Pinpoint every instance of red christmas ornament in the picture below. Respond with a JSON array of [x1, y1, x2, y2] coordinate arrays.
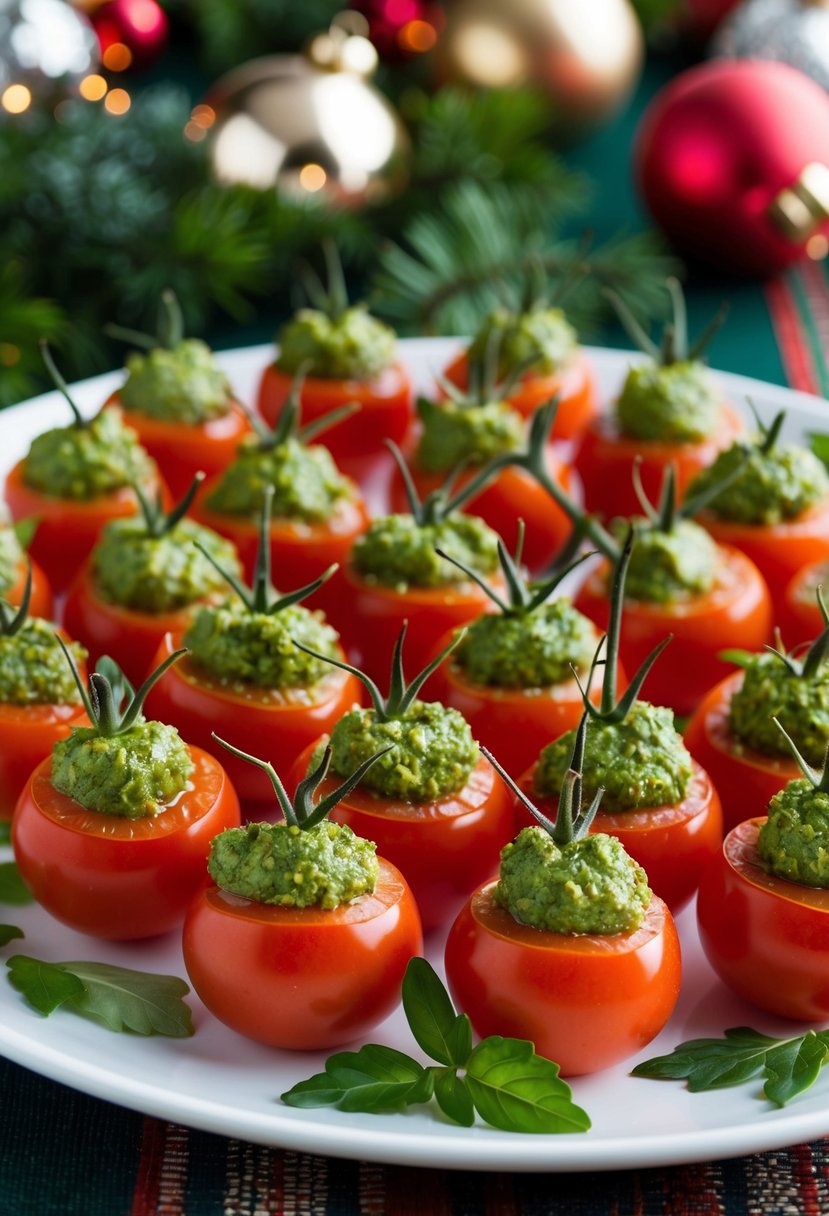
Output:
[[635, 60, 829, 277], [349, 0, 442, 60], [91, 0, 168, 72], [678, 0, 742, 41]]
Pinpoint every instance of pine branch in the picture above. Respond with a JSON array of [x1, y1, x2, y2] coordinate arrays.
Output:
[[0, 263, 67, 407], [174, 0, 343, 74]]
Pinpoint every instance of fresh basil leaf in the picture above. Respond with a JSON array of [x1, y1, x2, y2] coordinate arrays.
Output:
[[402, 957, 470, 1067], [0, 924, 23, 946], [7, 956, 193, 1036], [465, 1037, 591, 1134], [765, 1032, 829, 1108], [13, 517, 39, 552], [433, 1068, 475, 1127], [0, 862, 33, 905], [7, 956, 84, 1015], [0, 822, 11, 845], [810, 432, 829, 470], [282, 1044, 432, 1113]]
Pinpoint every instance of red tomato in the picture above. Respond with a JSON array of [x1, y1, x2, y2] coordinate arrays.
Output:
[[444, 881, 681, 1075], [257, 362, 413, 481], [6, 555, 52, 622], [12, 747, 240, 940], [684, 671, 799, 834], [144, 632, 361, 807], [4, 459, 169, 594], [388, 446, 574, 574], [104, 394, 252, 500], [780, 557, 828, 649], [574, 547, 772, 716], [289, 742, 514, 932], [442, 350, 598, 441], [697, 818, 829, 1021], [573, 402, 744, 520], [517, 760, 723, 914], [182, 857, 422, 1049], [0, 699, 89, 820], [190, 477, 369, 623]]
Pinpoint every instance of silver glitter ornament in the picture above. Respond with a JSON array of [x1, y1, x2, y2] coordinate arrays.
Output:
[[712, 0, 829, 93]]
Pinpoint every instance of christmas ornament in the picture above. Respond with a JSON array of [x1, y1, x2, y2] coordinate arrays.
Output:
[[435, 0, 644, 134], [678, 0, 742, 40], [90, 0, 168, 73], [635, 59, 829, 276], [712, 0, 829, 94], [0, 0, 98, 108], [349, 0, 441, 59], [200, 15, 411, 206]]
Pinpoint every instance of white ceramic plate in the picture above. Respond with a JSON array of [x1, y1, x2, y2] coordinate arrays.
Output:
[[1, 340, 829, 1174]]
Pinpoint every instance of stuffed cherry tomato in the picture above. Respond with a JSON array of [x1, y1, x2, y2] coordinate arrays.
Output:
[[0, 526, 52, 620], [780, 557, 829, 648]]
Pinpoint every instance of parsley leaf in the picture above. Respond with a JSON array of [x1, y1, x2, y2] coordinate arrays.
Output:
[[0, 862, 33, 905], [7, 956, 194, 1037], [633, 1027, 829, 1107]]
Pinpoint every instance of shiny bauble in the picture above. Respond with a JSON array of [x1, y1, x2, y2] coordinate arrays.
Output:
[[90, 0, 167, 72], [202, 24, 410, 207], [635, 59, 829, 276], [436, 0, 644, 134], [0, 0, 98, 103], [712, 0, 829, 94]]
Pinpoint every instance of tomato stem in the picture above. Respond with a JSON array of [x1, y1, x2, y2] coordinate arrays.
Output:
[[106, 288, 186, 352], [0, 560, 31, 636], [56, 642, 187, 737], [134, 473, 204, 540], [772, 715, 829, 794], [606, 277, 727, 367], [40, 342, 87, 430]]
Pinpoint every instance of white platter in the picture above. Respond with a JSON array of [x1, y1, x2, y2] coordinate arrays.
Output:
[[2, 339, 829, 1173]]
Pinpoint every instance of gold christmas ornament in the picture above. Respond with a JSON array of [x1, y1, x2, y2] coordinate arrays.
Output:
[[198, 14, 411, 207], [436, 0, 644, 134]]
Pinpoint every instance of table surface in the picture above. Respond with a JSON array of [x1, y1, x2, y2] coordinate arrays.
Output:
[[5, 45, 829, 1216]]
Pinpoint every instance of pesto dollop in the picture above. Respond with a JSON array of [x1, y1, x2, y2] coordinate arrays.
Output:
[[0, 620, 85, 706], [205, 435, 353, 523], [208, 820, 377, 909], [689, 438, 829, 525], [184, 597, 339, 690], [23, 409, 155, 502], [757, 779, 829, 887], [729, 653, 829, 766], [276, 306, 396, 381], [352, 514, 500, 592], [0, 528, 23, 597], [453, 599, 597, 689], [119, 339, 232, 425], [622, 519, 719, 603], [416, 399, 524, 474], [329, 700, 478, 803], [468, 306, 578, 376], [616, 361, 720, 442], [535, 701, 693, 811], [51, 720, 193, 818], [494, 826, 651, 934], [93, 517, 241, 614]]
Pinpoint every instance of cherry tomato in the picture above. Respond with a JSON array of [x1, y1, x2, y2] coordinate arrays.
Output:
[[684, 671, 799, 834], [574, 547, 772, 716], [182, 857, 422, 1049], [289, 743, 514, 932], [442, 350, 598, 442], [0, 698, 89, 820], [573, 402, 744, 520], [257, 361, 413, 482], [444, 881, 681, 1075], [697, 818, 829, 1021], [145, 632, 361, 807], [12, 747, 240, 940], [780, 557, 828, 649], [517, 759, 722, 914], [6, 555, 52, 621], [4, 459, 169, 594]]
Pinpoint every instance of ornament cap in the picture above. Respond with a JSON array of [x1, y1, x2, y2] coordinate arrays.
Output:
[[768, 162, 829, 243]]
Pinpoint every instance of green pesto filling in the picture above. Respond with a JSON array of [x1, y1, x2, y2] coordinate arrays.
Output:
[[276, 306, 396, 380], [622, 519, 719, 604], [208, 820, 378, 910], [23, 409, 155, 502], [535, 701, 693, 812], [616, 360, 720, 442], [758, 780, 829, 887], [119, 339, 232, 425], [493, 826, 651, 934], [0, 621, 85, 706], [728, 653, 829, 766], [352, 514, 499, 592], [467, 306, 578, 376], [416, 399, 524, 474], [0, 529, 23, 597], [689, 439, 829, 525], [453, 599, 597, 689], [205, 435, 352, 523], [93, 517, 241, 614], [51, 720, 193, 818], [184, 597, 339, 689], [329, 700, 478, 803]]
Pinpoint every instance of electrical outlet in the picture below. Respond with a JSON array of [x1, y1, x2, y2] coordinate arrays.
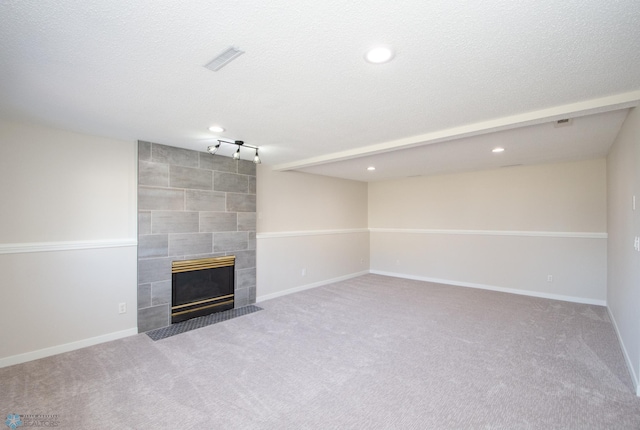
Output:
[[547, 275, 553, 282], [118, 303, 126, 314]]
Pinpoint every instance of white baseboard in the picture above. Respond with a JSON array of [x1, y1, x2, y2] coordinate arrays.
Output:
[[370, 270, 607, 306], [257, 271, 370, 303], [0, 327, 138, 369], [607, 307, 640, 397], [257, 270, 607, 306]]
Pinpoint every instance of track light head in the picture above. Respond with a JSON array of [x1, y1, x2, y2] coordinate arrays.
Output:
[[207, 143, 220, 155], [253, 149, 261, 164], [232, 146, 241, 160]]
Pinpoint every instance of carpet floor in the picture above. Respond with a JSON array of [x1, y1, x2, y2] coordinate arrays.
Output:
[[1, 274, 639, 429]]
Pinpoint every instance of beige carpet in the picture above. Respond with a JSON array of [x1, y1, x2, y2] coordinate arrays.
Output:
[[1, 274, 639, 429]]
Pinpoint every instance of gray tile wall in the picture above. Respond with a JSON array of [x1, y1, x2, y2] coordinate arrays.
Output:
[[137, 141, 257, 332]]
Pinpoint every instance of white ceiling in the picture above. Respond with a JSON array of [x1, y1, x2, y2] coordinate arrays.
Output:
[[1, 0, 639, 181], [299, 109, 631, 181]]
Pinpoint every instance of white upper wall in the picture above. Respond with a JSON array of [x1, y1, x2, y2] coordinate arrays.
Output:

_What you will do:_ Output a precise copy of the entries, leaving the images out.

_Expected answer:_
Pinpoint every instance of red christmas ornament in the picture below. Respond with a JSON array of [x1, y1, x2, y2] coordinate arrays.
Output:
[[635, 60, 829, 277], [349, 0, 442, 60], [91, 0, 168, 72], [678, 0, 742, 41]]
Pinpoint every instance of pine branch in the picture above. Respond with a JSON array of [x1, y1, x2, y2] coordinate arrays.
Output:
[[0, 263, 67, 407], [174, 0, 343, 74]]
Pinpoint every instance of fresh basil leaf in the picture above. Respond with a JSON array of [x1, y1, x2, y2] coordinate arrays.
Output:
[[402, 957, 470, 1067], [0, 924, 23, 946], [7, 956, 193, 1036], [465, 1037, 591, 1134], [765, 1032, 829, 1108], [13, 517, 39, 552], [433, 1068, 475, 1127], [0, 862, 33, 905], [7, 956, 84, 1015], [0, 822, 11, 845], [810, 432, 829, 470], [282, 1044, 432, 1113]]
Pinpoint every instance of red tomato in the picture above. Respond with a JSON array of [x1, y1, x2, y2] coordinate arrays.
Output:
[[444, 881, 681, 1075], [257, 362, 413, 481], [6, 555, 52, 622], [12, 747, 240, 940], [684, 671, 799, 834], [144, 632, 361, 807], [4, 459, 169, 594], [388, 446, 574, 574], [104, 394, 252, 500], [780, 557, 828, 649], [574, 547, 772, 716], [289, 742, 514, 932], [442, 350, 598, 441], [697, 818, 829, 1021], [573, 402, 744, 520], [517, 760, 723, 914], [182, 857, 422, 1049], [0, 699, 89, 820], [190, 477, 369, 623]]
Pinpoint every instance of silver glitter ornament in the picture above. Respond with a JSON array of [x1, y1, x2, y2] coordinate arrays.
Output:
[[712, 0, 829, 93]]
Pinpoint every instance of christmas ornament in the picture above. Respond with a JSON array of [x1, y1, x2, y2] coordinate arrays.
Output:
[[435, 0, 644, 134], [678, 0, 742, 40], [90, 0, 168, 73], [635, 59, 829, 276], [712, 0, 829, 94], [0, 0, 98, 108], [349, 0, 441, 59], [200, 15, 411, 206]]
Pinpoint every instance of white ceramic plate in the picture above. Respond with a JSON array of [x1, y1, x2, y2] coordinate arrays.
Output:
[[1, 340, 829, 1174]]
Pinpoint every instance of stuffed cherry tomato in the picture above. Respond with a JSON array of [x1, y1, x2, y2] coordinate arrays.
Output:
[[0, 526, 52, 620], [780, 557, 829, 648]]
Pinpoint every instance of parsley leaf in the picture above. Respond with a JSON array of [x1, y1, x2, y2] coordinate arrays.
Output:
[[0, 862, 33, 905], [7, 956, 194, 1037], [633, 1027, 829, 1107]]
Pinpoint every instance of shiny bauble in the picture above. Respond with a JSON array of [x1, y1, x2, y2] coordinate arrays.
Output:
[[90, 0, 167, 72], [202, 24, 410, 207], [635, 59, 829, 276], [436, 0, 644, 134], [0, 0, 98, 103], [712, 0, 829, 94]]
Pinpoint every instance of tomato stem in the picture above. Respond with a JSON array of [x1, y1, x2, y2] coordinate arrays.
Output:
[[106, 288, 186, 352], [0, 560, 31, 636], [56, 642, 187, 737], [134, 473, 204, 540], [772, 715, 829, 794], [606, 277, 727, 367], [40, 342, 87, 430]]
Pinpoint every instance of white platter in the picture above. Respond with a JSON array of [x1, y1, x2, y2] coordinate arrays.
Output:
[[2, 339, 829, 1173]]
Pinpoint every instance of gold christmas ornament in the picture above. Respond with a JSON array of [x1, y1, x2, y2] coordinate arrays.
Output:
[[198, 14, 411, 207], [436, 0, 644, 134]]
Pinpoint every instance of table surface in the picture above. Respond with a JSON array of [x1, y1, x2, y2] coordinate arrays.
Output:
[[5, 45, 829, 1216]]
Pinpoint every instance of pesto dollop in the picture above. Respond with a JSON array of [x1, y1, x2, y2] coordinate arrays.
Output:
[[0, 620, 85, 706], [205, 435, 353, 523], [208, 820, 377, 909], [689, 438, 829, 525], [184, 597, 339, 690], [23, 409, 155, 502], [757, 779, 829, 887], [729, 653, 829, 766], [276, 306, 396, 381], [352, 514, 500, 592], [0, 528, 23, 597], [453, 599, 597, 689], [119, 339, 232, 425], [622, 519, 719, 603], [416, 399, 524, 474], [329, 700, 478, 803], [468, 306, 578, 376], [616, 361, 720, 442], [535, 701, 693, 811], [51, 720, 193, 818], [494, 826, 651, 934], [93, 517, 241, 614]]
Pinpoint every instance of cherry tomato in the picture above. Respond with a JSON array of [x1, y1, x2, y2] coordinate arrays.
Output:
[[684, 671, 799, 834], [574, 547, 772, 716], [182, 857, 422, 1049], [289, 743, 514, 932], [442, 350, 598, 442], [0, 698, 89, 820], [573, 402, 744, 520], [257, 361, 413, 482], [444, 881, 681, 1075], [697, 818, 829, 1021], [145, 632, 361, 807], [12, 747, 240, 940], [780, 557, 828, 649], [517, 759, 722, 914], [6, 555, 52, 621], [4, 459, 169, 594]]
Pinpoint every instance of ornament cap in the picture above. Respond with a JSON array of [x1, y1, x2, y2] coordinate arrays.
Output:
[[768, 162, 829, 243]]
Pinpoint every instance of green pesto filling in the picture above. Respond with a JSON array of [x1, y1, x2, y2] coordinate arrays.
Output:
[[276, 306, 396, 380], [622, 519, 719, 604], [208, 820, 378, 910], [23, 409, 155, 502], [535, 701, 693, 812], [616, 360, 720, 442], [758, 780, 829, 887], [119, 339, 232, 425], [493, 826, 651, 934], [0, 621, 85, 706], [728, 653, 829, 766], [352, 514, 499, 592], [467, 306, 578, 376], [416, 399, 524, 474], [0, 529, 23, 597], [689, 439, 829, 525], [453, 599, 597, 689], [205, 435, 352, 523], [93, 517, 241, 614], [51, 720, 193, 818], [184, 597, 339, 689], [329, 700, 478, 803]]
Pinpoint every instance of electrical outlet in the picture below. Respond with a JSON array of [x1, y1, x2, y2] coordinate arrays.
Output:
[[547, 275, 553, 282], [118, 303, 126, 314]]
Pinpoint every instance of white baseboard in the picture above. Respond with a JSON array of [x1, y1, x2, y2] coordinate arrays.
Output:
[[370, 270, 607, 306], [257, 271, 370, 303], [0, 327, 138, 369], [607, 307, 640, 397], [257, 270, 607, 306]]
Pinpoint every instance of track light head in the picture above. Respond with a JSON array of [x1, y1, x2, y2] coordinate arrays.
Output:
[[207, 143, 220, 155], [253, 149, 261, 164], [232, 146, 241, 160]]
Pinpoint every instance of carpet floor in the picture above. Respond with a JSON array of [x1, y1, x2, y2] coordinate arrays.
Output:
[[1, 274, 639, 429]]
Pinpoint every instance of beige carpet in the picture above. Respond with a JSON array of [x1, y1, x2, y2] coordinate arrays.
Output:
[[1, 274, 639, 429]]
Pinpoint every instance of gray tile wall in the picture above. Respond with a JSON array of [x1, y1, x2, y2] coordinate arrays.
Output:
[[137, 141, 257, 332]]
Pinpoint every instance of white ceiling in the picture above. Respond with a JSON array of [x1, y1, x2, y2] coordinate arrays.
Output:
[[1, 0, 639, 181], [299, 109, 631, 181]]
Pinpoint every instance of white upper wall in the picture above. Respond with a JSON array of [x1, y1, x2, y2] coordinate arrays.
Output:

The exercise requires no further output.